> [GIVEN PASSAGE]
╭──

Thread: Redundant Result node

Redundant Result node

From

Richard Guo

Date:

22 August 2024, 10:34:05

I ran into a query plan where the Result node seems redundant to me:

create table t (a int, b int, c int);
insert into t select i%10, i%10, i%10 from generate_series(1,100)i;
create index on t (a, b);
analyze t;

set enable_hashagg to off;
set enable_seqscan to off;

explain (verbose, costs off)
select distinct b, a from t order by a, b;
                       QUERY PLAN
---------------------------------------------------------
 Result
   Output: b, a
   ->  Unique
         Output: a, b
         ->  Index Only Scan using t_a_b_idx on public.t
               Output: a, b
(6 rows)

What I expect is that both the Scan node and the Unique node output
'b, a', and we do not need an additional projection step, something
like:

explain (verbose, costs off)
select distinct b, a from t order by a, b;
                    QUERY PLAN
---------------------------------------------------
 Unique
   Output: b, a
   ->  Index Only Scan using t_a_b_idx on public.t
         Output: b, a
(4 rows)

I looked into this a little bit and found that in function
create_ordered_paths, we decide whether a projection step is needed
based on a simple pointer comparison between sorted_path->pathtarget
and final_target.

    /* Add projection step if needed */
    if (sorted_path->pathtarget != target)
        sorted_path = apply_projection_to_path(root, ordered_rel,
                                               sorted_path, target);

This does not seem right to me, as PathTargets are not canonical, so
we cannot guarantee that two identical PathTargets will have the same
pointer.  Actually, for the query above, the two PathTargets are
identical but have different pointers.

I wonder if we need to invent a function to compare two PathTargets.
Alternatively, in this case, would it suffice to simply compare
PathTarget.exprs?

Thanks
Richard

Re: Redundant Result node

From

David Rowley

Date:

22 August 2024, 14:15:00

On Thu, 22 Aug 2024 at 19:34, Richard Guo <guofenglinux@gmail.com> wrote:
>     /* Add projection step if needed */
>     if (sorted_path->pathtarget != target)

╰──

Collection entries
╭──

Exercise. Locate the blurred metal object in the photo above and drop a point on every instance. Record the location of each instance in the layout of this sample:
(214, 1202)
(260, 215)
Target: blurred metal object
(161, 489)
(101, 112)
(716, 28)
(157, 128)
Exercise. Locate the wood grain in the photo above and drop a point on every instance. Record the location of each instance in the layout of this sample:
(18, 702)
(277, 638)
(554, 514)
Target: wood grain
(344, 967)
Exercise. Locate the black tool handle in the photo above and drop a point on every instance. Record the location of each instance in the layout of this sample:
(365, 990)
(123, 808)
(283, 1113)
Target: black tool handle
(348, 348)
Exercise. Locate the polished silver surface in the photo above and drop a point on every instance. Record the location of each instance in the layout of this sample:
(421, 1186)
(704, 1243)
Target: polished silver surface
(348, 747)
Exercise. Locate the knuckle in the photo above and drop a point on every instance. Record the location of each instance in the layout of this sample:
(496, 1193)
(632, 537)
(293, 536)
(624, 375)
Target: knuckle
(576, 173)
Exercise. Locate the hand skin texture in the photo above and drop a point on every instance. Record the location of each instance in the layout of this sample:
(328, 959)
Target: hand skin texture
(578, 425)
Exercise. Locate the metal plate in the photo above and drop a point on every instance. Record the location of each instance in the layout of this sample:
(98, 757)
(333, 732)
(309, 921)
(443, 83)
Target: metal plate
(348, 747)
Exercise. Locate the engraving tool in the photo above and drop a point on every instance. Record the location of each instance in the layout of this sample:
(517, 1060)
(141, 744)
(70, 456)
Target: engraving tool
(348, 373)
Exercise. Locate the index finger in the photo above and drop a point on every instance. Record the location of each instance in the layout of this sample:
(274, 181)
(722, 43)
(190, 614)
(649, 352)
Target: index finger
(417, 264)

╰──

> [EXERCISE BRIEF]
Write the next part of the thread about the redundant Result node, picking up after the last line shown.

> [OUTPUT OF THE TASK]
>         sorted_path = apply_projection_to_path(root, ordered_rel,
>                                                sorted_path, target);
>
> This does not seem right to me, as PathTargets are not canonical, so
> we cannot guarantee that two identical PathTargets will have the same
> pointer.  Actually, for the query above, the two PathTargets are
> identical but have different pointers.
>
> I wonder if we need to invent a function to compare two PathTargets.
> Alternatively, in this case, would it suffice to simply compare
> PathTarget.exprs?

I think tlist.c would be a good home for such a function. If you go
with the function route, then it's easier to add optimisations such as
checking if the pointers are equal before going to the trouble of
checking if the exprs match.

David

Re: Redundant Result node

From

Peter Eisentraut

Date:

22 August 2024, 14:32:43

On 22.08.24 09:34, Richard Guo wrote:
> I looked into this a little bit and found that in function
> create_ordered_paths, we decide whether a projection step is needed
> based on a simple pointer comparison between sorted_path->pathtarget
> and final_target.
> 
>      /* Add projection step if needed */
>      if (sorted_path->pathtarget != target)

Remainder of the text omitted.